>>>>

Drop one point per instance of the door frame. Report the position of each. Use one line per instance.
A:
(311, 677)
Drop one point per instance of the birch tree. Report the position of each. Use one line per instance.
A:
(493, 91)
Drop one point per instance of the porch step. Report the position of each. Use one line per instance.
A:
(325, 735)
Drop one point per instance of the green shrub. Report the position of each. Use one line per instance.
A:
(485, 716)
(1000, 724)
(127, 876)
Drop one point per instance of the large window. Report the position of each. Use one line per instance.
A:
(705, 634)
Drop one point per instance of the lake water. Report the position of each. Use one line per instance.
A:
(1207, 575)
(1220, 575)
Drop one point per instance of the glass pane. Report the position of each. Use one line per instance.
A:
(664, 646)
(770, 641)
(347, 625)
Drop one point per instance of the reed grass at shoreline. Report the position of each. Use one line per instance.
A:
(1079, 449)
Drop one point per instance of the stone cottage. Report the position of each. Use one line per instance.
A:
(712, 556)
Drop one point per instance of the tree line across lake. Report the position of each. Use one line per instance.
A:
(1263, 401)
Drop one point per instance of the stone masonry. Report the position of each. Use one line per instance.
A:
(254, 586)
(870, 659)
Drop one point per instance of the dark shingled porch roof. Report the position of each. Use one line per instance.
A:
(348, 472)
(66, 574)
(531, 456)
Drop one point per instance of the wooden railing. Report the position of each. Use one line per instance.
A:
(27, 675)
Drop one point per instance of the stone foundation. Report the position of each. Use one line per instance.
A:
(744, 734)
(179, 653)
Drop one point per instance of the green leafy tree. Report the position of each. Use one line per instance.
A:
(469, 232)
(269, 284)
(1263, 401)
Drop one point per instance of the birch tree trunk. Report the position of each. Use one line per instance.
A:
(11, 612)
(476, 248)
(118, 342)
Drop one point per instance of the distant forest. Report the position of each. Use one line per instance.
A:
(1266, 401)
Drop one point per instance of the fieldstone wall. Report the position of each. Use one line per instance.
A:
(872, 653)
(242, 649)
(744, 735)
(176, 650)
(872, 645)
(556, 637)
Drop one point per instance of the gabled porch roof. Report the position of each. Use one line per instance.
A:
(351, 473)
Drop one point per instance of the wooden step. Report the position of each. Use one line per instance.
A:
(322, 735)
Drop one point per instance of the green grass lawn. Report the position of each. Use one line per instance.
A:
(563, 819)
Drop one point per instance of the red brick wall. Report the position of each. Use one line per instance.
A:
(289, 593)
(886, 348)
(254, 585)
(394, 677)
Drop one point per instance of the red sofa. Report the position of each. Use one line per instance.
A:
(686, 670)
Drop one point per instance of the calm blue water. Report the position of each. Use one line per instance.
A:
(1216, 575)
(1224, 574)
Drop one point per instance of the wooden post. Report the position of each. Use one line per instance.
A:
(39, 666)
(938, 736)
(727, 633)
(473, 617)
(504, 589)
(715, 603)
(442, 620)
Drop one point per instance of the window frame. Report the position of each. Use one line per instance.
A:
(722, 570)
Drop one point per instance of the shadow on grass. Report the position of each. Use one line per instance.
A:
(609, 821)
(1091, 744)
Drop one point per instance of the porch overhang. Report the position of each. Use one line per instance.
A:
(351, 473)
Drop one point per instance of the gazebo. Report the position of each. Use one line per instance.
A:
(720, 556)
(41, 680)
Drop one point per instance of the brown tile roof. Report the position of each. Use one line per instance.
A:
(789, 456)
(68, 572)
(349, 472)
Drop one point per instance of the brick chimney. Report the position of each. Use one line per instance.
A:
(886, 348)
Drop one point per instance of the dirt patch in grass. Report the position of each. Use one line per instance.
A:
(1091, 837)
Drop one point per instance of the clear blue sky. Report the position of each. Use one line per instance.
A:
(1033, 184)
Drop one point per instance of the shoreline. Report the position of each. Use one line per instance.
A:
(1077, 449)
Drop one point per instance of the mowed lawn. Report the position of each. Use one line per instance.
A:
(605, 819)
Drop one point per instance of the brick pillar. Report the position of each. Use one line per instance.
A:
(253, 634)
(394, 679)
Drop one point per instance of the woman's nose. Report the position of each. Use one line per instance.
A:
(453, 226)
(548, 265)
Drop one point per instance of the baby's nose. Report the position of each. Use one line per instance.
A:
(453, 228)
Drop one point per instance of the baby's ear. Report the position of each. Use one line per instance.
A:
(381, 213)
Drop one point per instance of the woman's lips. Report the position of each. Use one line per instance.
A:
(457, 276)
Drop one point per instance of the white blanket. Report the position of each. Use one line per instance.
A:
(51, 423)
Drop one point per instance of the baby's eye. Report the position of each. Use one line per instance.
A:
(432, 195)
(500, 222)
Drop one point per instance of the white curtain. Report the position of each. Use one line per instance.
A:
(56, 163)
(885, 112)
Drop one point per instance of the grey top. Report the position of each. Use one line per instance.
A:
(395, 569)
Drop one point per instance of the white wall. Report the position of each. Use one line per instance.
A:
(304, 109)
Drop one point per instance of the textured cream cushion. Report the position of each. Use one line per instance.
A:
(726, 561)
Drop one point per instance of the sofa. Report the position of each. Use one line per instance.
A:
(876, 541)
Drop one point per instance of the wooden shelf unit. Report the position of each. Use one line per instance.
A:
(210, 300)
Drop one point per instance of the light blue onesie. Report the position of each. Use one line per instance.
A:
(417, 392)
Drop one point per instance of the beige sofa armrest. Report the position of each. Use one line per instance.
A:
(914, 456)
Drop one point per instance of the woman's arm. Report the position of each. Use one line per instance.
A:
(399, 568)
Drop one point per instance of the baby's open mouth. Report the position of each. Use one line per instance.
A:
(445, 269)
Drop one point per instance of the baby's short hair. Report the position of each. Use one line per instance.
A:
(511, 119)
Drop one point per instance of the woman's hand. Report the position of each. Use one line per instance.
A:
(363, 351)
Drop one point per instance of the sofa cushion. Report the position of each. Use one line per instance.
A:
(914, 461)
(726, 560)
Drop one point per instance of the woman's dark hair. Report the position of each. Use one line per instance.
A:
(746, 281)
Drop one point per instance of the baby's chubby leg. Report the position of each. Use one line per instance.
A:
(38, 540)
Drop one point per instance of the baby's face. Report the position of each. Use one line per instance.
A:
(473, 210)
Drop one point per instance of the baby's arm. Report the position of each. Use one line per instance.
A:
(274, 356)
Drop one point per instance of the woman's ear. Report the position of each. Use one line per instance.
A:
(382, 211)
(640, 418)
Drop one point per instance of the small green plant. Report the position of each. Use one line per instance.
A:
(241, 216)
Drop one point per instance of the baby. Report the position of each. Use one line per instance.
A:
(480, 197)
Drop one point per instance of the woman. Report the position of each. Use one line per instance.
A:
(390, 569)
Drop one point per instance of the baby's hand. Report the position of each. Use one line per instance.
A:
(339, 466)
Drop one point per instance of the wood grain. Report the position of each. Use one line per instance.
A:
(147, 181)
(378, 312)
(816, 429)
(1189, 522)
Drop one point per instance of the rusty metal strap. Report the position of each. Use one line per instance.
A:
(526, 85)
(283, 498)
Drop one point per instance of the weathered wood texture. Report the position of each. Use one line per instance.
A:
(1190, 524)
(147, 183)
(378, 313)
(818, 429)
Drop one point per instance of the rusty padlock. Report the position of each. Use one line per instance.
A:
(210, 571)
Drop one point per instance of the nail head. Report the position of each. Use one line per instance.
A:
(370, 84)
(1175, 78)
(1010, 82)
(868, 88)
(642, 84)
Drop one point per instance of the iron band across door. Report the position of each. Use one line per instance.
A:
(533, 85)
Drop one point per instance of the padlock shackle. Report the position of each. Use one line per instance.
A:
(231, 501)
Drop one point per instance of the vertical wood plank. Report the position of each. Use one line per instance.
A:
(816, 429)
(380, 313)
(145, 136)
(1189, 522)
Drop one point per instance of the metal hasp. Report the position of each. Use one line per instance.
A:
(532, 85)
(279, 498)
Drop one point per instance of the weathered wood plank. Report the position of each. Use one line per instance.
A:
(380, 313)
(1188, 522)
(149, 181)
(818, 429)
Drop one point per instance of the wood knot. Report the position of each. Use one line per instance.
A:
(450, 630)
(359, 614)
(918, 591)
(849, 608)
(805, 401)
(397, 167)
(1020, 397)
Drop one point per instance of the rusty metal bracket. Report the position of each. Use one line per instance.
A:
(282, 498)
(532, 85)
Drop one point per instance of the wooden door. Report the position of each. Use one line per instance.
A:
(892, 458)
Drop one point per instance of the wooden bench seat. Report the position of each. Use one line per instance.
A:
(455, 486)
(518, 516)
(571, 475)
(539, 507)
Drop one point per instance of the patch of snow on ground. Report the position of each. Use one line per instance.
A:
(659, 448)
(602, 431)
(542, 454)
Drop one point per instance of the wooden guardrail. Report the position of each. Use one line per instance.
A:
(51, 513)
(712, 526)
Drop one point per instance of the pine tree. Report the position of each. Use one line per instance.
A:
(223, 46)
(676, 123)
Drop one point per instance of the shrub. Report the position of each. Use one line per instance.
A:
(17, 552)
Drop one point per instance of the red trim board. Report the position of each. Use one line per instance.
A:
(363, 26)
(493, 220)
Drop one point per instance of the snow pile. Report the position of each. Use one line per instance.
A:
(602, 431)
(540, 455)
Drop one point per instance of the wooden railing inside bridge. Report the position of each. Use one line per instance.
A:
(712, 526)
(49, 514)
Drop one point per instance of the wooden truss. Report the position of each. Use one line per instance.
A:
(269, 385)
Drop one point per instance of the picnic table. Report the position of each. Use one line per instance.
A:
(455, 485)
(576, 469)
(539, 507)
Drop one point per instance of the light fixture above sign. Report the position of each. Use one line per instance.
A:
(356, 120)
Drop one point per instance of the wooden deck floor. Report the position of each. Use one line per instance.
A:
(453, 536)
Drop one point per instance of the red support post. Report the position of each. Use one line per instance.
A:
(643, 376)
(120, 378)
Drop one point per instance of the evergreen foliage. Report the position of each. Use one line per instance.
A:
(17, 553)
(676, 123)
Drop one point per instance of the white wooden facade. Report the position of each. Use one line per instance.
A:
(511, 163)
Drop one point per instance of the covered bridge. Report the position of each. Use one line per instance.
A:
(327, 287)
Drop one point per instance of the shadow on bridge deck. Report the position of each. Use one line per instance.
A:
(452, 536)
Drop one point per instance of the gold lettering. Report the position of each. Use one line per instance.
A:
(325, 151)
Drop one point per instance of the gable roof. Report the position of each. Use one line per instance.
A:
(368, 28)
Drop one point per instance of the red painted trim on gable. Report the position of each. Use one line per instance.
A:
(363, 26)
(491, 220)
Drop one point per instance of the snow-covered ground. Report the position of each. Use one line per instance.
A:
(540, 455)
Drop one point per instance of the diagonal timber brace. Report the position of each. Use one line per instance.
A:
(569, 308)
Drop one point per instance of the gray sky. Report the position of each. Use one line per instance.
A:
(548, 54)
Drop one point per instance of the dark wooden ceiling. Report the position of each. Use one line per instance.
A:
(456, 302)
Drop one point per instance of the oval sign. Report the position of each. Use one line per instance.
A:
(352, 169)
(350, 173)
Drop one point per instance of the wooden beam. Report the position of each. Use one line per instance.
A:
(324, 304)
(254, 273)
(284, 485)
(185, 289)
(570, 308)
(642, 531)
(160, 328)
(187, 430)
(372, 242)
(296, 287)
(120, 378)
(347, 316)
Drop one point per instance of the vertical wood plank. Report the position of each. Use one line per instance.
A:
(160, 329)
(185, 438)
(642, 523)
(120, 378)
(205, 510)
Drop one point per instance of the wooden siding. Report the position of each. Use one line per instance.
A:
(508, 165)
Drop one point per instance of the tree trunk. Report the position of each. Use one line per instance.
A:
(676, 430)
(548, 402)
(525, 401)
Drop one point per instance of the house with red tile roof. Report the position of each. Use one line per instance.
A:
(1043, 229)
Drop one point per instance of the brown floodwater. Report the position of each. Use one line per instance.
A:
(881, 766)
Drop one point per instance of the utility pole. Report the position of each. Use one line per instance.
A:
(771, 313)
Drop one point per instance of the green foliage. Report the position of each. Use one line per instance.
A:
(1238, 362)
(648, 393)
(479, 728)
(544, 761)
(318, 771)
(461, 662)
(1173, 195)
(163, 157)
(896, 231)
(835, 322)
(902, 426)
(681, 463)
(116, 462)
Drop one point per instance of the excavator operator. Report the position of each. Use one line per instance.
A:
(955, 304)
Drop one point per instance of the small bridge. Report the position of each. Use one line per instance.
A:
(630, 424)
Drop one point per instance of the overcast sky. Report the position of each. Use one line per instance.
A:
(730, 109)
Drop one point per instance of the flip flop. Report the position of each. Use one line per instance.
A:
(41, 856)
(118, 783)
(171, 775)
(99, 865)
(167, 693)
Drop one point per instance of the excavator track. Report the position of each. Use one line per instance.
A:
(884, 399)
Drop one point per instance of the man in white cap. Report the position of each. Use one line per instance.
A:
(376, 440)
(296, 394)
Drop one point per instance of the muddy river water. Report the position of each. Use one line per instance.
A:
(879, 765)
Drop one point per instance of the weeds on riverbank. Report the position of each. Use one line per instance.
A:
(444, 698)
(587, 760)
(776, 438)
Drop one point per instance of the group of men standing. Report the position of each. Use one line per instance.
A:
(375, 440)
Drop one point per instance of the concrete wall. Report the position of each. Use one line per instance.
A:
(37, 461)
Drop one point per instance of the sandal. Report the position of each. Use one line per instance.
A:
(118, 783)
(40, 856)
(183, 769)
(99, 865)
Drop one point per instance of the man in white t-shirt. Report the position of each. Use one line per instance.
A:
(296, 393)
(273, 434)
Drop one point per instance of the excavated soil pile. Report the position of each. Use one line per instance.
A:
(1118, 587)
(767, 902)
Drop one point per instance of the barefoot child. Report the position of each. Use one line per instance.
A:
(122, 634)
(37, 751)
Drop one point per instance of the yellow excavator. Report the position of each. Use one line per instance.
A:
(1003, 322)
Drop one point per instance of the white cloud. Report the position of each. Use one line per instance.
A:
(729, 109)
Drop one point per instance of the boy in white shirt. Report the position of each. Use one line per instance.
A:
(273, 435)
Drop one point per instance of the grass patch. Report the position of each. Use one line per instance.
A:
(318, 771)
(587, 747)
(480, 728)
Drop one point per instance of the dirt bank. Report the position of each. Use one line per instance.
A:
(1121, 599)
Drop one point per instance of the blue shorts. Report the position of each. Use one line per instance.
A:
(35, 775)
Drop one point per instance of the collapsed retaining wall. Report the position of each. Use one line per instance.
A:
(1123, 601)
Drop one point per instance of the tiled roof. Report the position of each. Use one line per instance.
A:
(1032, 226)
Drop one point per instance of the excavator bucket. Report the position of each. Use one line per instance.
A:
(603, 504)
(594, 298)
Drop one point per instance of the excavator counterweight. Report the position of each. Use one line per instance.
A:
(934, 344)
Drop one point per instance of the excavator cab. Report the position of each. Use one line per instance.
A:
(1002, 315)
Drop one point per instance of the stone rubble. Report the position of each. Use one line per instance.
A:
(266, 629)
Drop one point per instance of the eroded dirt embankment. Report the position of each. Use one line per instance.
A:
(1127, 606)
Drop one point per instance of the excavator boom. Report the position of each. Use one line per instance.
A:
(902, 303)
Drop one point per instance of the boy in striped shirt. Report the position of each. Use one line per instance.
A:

<<<<

> **To be done**
Every line from the one containing "Drop one point per instance of the excavated" through the end of the data must be repeated exactly, and no other line.

> **Output for this exercise**
Drop one point per instance of the excavated soil pile. Report the position of each. Use one line per instance.
A:
(1118, 587)
(767, 902)
Drop one point per instance of the barefoot child. Report the position of each. Use one line per instance.
A:
(122, 634)
(37, 751)
Drop one point per instance of the yellow excavator. Report the position of each. Use one line per instance.
A:
(1003, 322)
Drop one point per instance of the white cloud. Report the position of each. Use one line per instance.
A:
(729, 109)
Drop one point per instance of the boy in white shirt. Report the position of each. Use one line per instance.
A:
(273, 435)
Drop one point per instance of the grass patch. Report the position of each. Use one line per instance.
A:
(318, 771)
(587, 747)
(480, 728)
Drop one point per instance of the dirt bank. Report the position of each. Use one line per instance.
A:
(1121, 599)
Drop one point per instance of the blue shorts. Report the position of each. Use one line per instance.
A:
(35, 775)
Drop one point per instance of the collapsed retaining wall. Report the position of each. Use one line per instance.
A:
(1123, 601)
Drop one point per instance of the tiled roof. Report the position of each. Use one line per instance.
A:
(1032, 226)
Drop one point per instance of the excavator bucket. Report the position of each. Use one line per instance.
A:
(603, 504)
(594, 298)
Drop one point per instance of the excavator counterweight. Report the position of each. Use one line per instance.
A:
(934, 344)
Drop one point per instance of the excavator cab. Report the position of each. Use one line per instance.
A:
(1002, 315)
Drop one point per instance of the stone rubble. Report the position of each. Use one line per instance.
A:
(266, 629)
Drop one point per instance of the eroded dirt embankment. Report the position of each. Use one line per instance.
A:
(1127, 606)
Drop one point per instance of the excavator boom. Report the position of each. Use one line per instance.
A:
(902, 303)
Drop one point per instance of the boy in striped shirt. Report the position of each. Use one line per instance.
A:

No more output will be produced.